**SHORT TASK**
Answer these questions using the blog post on the Biergarten Festival in Morrison, Colorado.
(a) Which anniversary did the festival celebrate?
(b) Who gave the writer the lederhosen?
(c) Whose beer did the beer truck at the festival pour?

**TEXT TO READ**
.....
"Beer in Colorado" is dedicated to that divine elixir born of the marriage of water, malt, hops, and yeast as interpreted
by those living in Colorado. Follow the author as he visits every brewery in the state, creates experimental homebrews,
attends beer festivals, tries interesting beers from around the world, and spreads the good word of beer. Prost!

Monday, July 15, 2013

Bavaria. Morrison. What's the diff?

On St. Patrick’s Day, everybody’s Irish.  On Cinco de Mayo, everybody’s a Mexican.  But, for three days out of the year in Morrison, Colorado, everybody’s German thanks to the German American Chamber of Commerce-sponsored Biergarten Festival which celebrated its 17th anniversary this past weekend!


As both a beer lover and as somebody who’s, like, 99.98% ethnic German (French and Prussian fill out the rest), I’m proud of my stein-raising heritage.  And why not?  Besides an unfortunate time period defined by a certain jackass with a tiny mustache (who was technically Austrian anyway), Germany’s a pretty kick-ass nation.  Where else is beer considered an appropriate breakfast drink?  Where else do you see frail old ladies effortlessly lifting liters of Helles to their lips?  Where else is a biergarten as commonplace as a city park?  Where else but Germany?

With lederhosen donned (yeah, I own a pair of lederhosen; they were a birthday gift from my mom), Nicole and I hopped in das Auto, drove down a secluded country road, and pulled up to the festival entrance (or, more accurately, made a u-turn and pulled up to the festival entrance; the entry gate is easy to miss).  After acquiring our food and drink Fahrkarten at the front booth, we moseyed down to the festival grounds composed mainly of one permanent, wooden shelter, one large tent, and a beer truck pouring the wares of Paulaner Brauerei and, because of an impending Regensturm, a few scattered umbrellas that served as drying-off stations amidst the inclement weather.
.....
**EXCERPTED RECORDS**
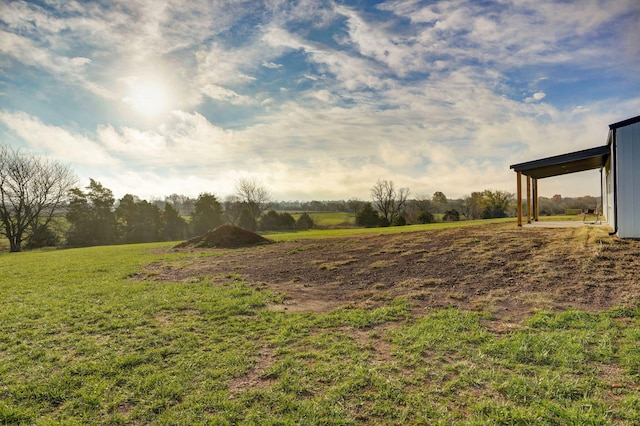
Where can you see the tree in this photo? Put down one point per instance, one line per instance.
(426, 217)
(451, 216)
(175, 227)
(32, 190)
(368, 217)
(495, 203)
(140, 221)
(389, 201)
(207, 214)
(273, 221)
(471, 205)
(254, 196)
(91, 217)
(304, 222)
(247, 221)
(355, 206)
(439, 202)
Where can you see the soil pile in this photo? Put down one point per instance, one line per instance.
(225, 236)
(499, 268)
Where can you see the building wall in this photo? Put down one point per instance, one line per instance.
(607, 193)
(627, 163)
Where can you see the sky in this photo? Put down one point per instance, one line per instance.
(316, 100)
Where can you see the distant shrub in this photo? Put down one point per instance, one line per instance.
(451, 216)
(368, 217)
(273, 221)
(304, 222)
(426, 217)
(247, 221)
(400, 221)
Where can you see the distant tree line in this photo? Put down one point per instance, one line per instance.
(41, 206)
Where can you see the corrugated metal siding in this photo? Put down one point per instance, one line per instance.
(628, 176)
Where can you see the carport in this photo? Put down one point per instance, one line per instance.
(579, 161)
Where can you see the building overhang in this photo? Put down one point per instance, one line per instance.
(579, 161)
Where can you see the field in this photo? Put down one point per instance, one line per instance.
(482, 324)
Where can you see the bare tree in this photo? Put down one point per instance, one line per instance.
(389, 201)
(355, 206)
(254, 196)
(31, 192)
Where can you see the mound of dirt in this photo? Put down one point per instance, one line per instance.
(500, 268)
(225, 236)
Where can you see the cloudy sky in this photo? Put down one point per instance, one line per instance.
(315, 99)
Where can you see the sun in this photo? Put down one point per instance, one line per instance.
(148, 97)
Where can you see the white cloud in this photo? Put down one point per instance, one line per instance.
(55, 141)
(271, 65)
(538, 96)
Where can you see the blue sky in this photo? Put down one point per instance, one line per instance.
(316, 99)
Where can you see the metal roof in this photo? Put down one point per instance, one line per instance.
(579, 161)
(624, 123)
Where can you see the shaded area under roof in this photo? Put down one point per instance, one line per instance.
(579, 161)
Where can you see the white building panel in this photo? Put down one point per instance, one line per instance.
(628, 180)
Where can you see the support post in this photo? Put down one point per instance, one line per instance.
(535, 200)
(528, 199)
(519, 191)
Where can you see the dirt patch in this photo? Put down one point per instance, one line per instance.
(225, 236)
(499, 268)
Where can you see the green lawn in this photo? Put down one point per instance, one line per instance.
(345, 232)
(84, 342)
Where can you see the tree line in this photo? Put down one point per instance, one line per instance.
(40, 205)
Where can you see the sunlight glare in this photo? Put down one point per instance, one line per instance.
(147, 97)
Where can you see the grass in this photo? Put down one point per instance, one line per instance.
(82, 342)
(336, 233)
(328, 219)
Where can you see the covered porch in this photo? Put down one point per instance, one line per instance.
(579, 161)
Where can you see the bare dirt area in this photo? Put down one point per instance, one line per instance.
(499, 268)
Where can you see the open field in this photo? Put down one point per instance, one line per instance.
(484, 324)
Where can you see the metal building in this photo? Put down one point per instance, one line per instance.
(619, 164)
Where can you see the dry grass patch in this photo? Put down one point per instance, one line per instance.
(383, 264)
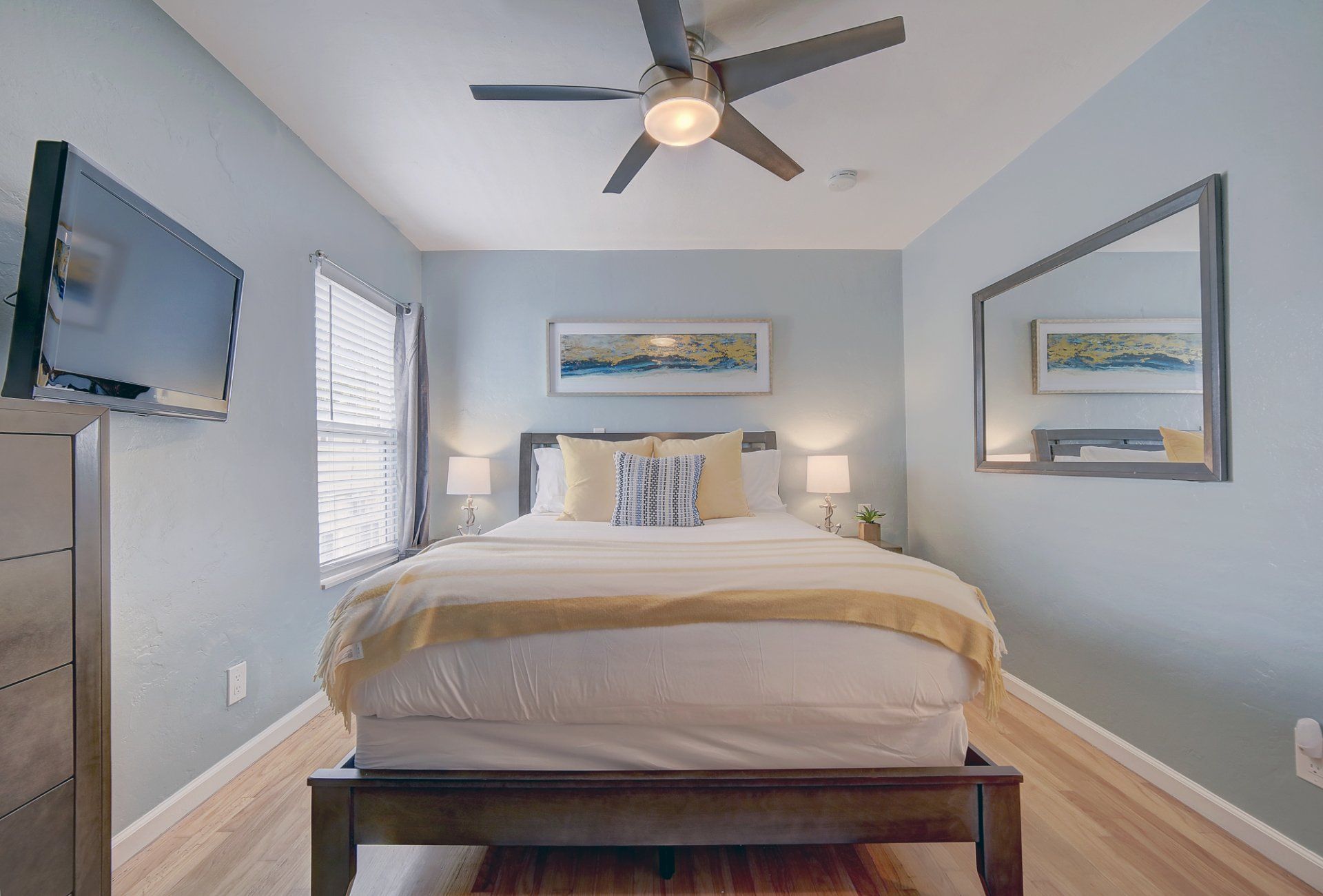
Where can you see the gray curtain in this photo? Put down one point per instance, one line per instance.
(413, 533)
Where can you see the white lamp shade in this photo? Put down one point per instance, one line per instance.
(828, 473)
(469, 476)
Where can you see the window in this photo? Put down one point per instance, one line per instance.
(359, 433)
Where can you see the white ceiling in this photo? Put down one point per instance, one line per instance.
(379, 90)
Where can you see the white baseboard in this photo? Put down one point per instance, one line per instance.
(1271, 842)
(139, 834)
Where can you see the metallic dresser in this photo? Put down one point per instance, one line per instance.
(54, 645)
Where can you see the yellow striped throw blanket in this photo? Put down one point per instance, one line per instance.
(466, 588)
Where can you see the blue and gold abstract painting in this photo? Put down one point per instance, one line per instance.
(648, 355)
(1118, 356)
(1176, 353)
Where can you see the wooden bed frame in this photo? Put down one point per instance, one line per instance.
(976, 802)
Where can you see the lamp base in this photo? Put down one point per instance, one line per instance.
(470, 525)
(828, 508)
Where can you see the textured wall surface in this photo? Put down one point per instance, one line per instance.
(1102, 284)
(214, 525)
(837, 364)
(1183, 616)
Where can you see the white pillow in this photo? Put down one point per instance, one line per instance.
(761, 471)
(551, 481)
(1102, 454)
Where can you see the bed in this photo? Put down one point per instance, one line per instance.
(668, 735)
(1055, 444)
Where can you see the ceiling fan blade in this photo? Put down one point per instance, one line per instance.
(548, 92)
(633, 162)
(753, 72)
(664, 25)
(749, 142)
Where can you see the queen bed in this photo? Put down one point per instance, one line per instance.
(736, 683)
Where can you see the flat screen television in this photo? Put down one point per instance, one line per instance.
(118, 303)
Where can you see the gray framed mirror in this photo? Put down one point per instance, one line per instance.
(1109, 357)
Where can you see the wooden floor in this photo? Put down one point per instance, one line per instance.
(1091, 826)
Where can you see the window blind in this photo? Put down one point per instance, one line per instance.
(359, 475)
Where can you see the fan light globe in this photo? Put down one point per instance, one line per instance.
(681, 121)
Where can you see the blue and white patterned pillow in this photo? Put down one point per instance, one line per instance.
(657, 490)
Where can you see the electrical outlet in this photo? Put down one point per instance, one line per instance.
(236, 684)
(1309, 751)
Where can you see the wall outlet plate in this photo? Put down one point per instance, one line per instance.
(1307, 767)
(1310, 769)
(236, 684)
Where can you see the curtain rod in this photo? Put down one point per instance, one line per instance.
(322, 257)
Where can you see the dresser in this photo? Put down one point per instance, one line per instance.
(54, 706)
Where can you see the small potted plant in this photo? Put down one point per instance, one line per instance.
(870, 529)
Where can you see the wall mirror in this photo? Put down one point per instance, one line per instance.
(1108, 358)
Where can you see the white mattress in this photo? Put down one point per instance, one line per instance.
(691, 681)
(431, 743)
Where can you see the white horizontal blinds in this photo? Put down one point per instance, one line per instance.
(359, 476)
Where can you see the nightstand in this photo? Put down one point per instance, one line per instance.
(885, 546)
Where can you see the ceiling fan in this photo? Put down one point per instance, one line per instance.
(687, 99)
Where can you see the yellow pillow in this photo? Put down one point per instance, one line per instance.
(1183, 447)
(721, 484)
(591, 475)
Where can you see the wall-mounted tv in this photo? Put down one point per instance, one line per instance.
(118, 303)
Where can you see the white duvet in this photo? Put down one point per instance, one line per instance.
(721, 673)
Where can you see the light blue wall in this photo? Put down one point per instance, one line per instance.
(214, 525)
(1183, 616)
(837, 358)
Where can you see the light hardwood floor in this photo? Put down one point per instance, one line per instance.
(1091, 826)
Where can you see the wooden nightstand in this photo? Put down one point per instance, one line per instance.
(885, 546)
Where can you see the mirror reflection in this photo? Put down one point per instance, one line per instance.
(1102, 358)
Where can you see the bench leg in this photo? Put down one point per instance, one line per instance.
(998, 850)
(335, 855)
(666, 862)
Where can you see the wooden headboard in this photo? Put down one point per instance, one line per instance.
(1049, 444)
(531, 440)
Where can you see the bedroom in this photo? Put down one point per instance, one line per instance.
(1159, 607)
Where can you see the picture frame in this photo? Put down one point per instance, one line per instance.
(1117, 355)
(684, 356)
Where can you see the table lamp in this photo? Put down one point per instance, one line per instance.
(470, 476)
(828, 475)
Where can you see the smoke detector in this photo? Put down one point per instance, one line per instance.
(842, 180)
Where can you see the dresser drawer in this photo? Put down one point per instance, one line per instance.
(36, 738)
(37, 846)
(36, 494)
(36, 615)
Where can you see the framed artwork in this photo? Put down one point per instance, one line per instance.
(1124, 355)
(659, 357)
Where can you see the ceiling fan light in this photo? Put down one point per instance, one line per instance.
(681, 121)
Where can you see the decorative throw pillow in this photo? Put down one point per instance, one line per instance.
(721, 490)
(657, 490)
(591, 475)
(1183, 447)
.....
**COMPLETED EXERCISE**
(a) Its 17th anniversary.
(b) The writer's mom.
(c) Paulaner Brauerei's.